-- RECORDED DATA --
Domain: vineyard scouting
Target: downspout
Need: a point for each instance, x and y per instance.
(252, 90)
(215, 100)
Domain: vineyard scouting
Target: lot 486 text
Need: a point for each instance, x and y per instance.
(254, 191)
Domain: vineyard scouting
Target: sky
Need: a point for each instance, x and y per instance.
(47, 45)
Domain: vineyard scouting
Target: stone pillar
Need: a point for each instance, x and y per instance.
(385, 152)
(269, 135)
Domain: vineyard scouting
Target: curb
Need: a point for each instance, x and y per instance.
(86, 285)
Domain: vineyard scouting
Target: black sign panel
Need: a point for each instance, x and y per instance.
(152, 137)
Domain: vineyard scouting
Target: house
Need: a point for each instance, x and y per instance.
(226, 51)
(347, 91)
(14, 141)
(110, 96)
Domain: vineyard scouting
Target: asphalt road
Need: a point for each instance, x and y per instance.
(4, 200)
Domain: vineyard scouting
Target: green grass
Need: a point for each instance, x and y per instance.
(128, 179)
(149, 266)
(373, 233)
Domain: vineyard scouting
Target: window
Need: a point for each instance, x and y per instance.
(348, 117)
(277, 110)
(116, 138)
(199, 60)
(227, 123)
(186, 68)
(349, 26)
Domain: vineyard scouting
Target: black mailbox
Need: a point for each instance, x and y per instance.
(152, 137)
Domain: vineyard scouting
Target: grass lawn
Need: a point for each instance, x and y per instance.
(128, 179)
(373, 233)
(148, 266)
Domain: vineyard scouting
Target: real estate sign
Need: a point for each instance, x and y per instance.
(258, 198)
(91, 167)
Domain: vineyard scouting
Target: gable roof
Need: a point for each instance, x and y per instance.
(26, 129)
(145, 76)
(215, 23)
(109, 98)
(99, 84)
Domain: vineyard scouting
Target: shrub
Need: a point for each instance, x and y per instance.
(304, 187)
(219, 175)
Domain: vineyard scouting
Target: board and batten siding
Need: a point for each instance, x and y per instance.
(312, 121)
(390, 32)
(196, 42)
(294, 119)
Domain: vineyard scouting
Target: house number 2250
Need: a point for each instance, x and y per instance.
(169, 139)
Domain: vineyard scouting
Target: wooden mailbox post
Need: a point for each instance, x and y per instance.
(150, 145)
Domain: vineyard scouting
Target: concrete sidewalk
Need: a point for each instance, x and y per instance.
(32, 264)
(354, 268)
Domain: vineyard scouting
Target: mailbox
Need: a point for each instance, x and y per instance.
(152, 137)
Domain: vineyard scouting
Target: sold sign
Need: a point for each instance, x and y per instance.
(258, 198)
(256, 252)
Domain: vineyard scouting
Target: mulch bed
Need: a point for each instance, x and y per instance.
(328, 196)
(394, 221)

-- WHAT TO PRODUCE --
Extract from the records above the lines from the one containing "Target: black mailbox" to the one containing "Target: concrete sidewalk", both lines included, exactly as they appear and with nothing else.

-- RESULT --
Target: black mailbox
Need: a point for each instance, x and y per instance.
(152, 137)
Domain: vineyard scouting
Target: grass lawn
Need: a point for each instance, x and y per instance.
(128, 179)
(373, 233)
(148, 266)
Domain: vineyard scouting
Target: real estate sign
Need: a point for each instance, x and y per instance.
(258, 198)
(91, 167)
Domain: vineyard scouting
Target: gable roof
Need: a point for each instance, x and y per instance.
(26, 129)
(145, 76)
(215, 23)
(109, 98)
(99, 84)
Domain: vineyard scouting
Target: shrub
Need: a point for each instance, x and y per instance.
(304, 187)
(219, 175)
Domain: vineyard scouting
Target: board and batten siding
Need: a point for each instance, x and y per instance.
(312, 121)
(390, 32)
(196, 42)
(294, 119)
Domain: vineyard scouting
Target: house number 2250
Need: a point for each instance, x and y per instance.
(169, 139)
Domain: vineyard scouting
Target: wooden mailbox post
Need: a point for each instance, x and y per instance.
(150, 145)
Domain: vineyard scouting
Target: concrete sidewalk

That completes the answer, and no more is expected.